Requirements
In the material below, place the lines from the one containing "Could you please locate the stone chapel" through the one containing "xmin=33 ymin=10 xmax=101 ymax=58" into a JSON list of strings, one string per line, leaving out any blank lines.

Stored records:
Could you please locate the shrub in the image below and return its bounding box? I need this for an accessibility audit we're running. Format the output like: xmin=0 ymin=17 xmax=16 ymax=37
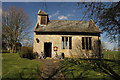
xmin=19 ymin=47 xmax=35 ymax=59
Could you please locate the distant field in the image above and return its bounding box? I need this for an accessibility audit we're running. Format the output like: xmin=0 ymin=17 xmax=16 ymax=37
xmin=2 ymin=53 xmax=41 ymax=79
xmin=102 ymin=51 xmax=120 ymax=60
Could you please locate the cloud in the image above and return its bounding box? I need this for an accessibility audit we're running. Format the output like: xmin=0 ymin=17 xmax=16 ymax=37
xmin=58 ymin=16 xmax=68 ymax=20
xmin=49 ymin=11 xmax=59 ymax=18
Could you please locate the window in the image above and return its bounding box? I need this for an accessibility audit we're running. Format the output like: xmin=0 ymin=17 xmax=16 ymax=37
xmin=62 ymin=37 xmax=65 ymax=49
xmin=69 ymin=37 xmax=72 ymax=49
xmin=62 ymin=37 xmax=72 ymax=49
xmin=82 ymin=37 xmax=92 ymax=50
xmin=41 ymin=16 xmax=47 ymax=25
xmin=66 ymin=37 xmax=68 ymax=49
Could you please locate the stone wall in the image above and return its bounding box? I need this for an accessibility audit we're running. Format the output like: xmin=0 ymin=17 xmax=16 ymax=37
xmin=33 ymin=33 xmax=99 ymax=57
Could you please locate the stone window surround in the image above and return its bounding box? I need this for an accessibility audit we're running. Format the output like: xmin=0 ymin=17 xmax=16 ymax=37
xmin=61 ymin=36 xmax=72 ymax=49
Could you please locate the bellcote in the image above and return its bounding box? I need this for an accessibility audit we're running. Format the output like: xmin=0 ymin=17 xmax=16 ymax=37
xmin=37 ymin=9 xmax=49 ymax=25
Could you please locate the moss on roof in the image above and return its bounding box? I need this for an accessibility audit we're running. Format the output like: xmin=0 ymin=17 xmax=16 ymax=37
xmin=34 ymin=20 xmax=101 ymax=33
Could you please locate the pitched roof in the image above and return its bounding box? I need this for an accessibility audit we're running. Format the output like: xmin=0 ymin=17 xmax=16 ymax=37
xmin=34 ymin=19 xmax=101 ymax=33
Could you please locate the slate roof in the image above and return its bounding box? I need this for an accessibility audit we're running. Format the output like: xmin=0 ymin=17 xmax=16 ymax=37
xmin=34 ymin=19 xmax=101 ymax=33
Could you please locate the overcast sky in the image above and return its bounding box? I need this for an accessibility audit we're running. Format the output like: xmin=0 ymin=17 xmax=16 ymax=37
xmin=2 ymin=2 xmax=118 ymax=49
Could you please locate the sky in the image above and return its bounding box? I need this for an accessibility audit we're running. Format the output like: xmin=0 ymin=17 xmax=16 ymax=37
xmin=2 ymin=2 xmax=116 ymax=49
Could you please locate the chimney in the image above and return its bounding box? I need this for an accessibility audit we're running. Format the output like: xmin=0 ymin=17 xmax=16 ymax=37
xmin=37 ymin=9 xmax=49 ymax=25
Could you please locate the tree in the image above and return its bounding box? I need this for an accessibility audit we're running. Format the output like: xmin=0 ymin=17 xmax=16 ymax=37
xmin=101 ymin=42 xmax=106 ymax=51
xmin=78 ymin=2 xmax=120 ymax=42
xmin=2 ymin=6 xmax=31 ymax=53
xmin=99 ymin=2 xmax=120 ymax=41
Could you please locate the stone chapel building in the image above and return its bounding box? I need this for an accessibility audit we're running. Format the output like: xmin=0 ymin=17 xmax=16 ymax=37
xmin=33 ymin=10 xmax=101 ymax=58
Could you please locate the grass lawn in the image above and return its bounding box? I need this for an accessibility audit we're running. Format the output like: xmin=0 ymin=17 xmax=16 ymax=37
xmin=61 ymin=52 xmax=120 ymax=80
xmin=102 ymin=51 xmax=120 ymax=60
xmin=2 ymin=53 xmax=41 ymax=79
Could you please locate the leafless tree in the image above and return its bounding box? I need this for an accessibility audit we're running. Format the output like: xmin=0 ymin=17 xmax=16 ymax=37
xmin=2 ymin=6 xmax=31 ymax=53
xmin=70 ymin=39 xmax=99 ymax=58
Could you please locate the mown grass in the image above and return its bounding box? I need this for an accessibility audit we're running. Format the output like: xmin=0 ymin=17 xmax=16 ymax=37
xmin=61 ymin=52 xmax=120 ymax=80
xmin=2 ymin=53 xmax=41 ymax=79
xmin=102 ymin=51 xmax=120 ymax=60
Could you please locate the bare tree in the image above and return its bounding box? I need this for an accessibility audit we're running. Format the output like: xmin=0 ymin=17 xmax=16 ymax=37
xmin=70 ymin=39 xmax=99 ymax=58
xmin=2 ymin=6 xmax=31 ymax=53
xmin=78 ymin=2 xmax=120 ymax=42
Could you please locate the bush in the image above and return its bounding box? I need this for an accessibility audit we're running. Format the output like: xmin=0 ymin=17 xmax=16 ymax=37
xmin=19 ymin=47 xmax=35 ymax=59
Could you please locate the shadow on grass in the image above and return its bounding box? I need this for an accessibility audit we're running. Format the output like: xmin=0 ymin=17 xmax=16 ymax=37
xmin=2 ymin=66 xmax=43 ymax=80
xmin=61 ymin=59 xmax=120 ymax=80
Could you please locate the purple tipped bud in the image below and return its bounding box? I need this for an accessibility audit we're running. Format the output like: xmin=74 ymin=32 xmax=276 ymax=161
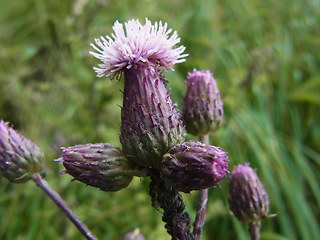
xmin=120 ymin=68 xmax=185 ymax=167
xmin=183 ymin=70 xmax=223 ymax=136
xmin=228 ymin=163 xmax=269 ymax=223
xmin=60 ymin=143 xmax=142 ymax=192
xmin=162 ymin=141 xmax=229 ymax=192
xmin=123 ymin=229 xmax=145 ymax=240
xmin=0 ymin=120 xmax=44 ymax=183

Solution for this task
[
  "Could you please locate the stone chapel building in the image above and return its bounding box? I need this for an accessibility audit we're running. Format the output like: xmin=0 ymin=17 xmax=16 ymax=37",
  "xmin=33 ymin=10 xmax=101 ymax=58"
]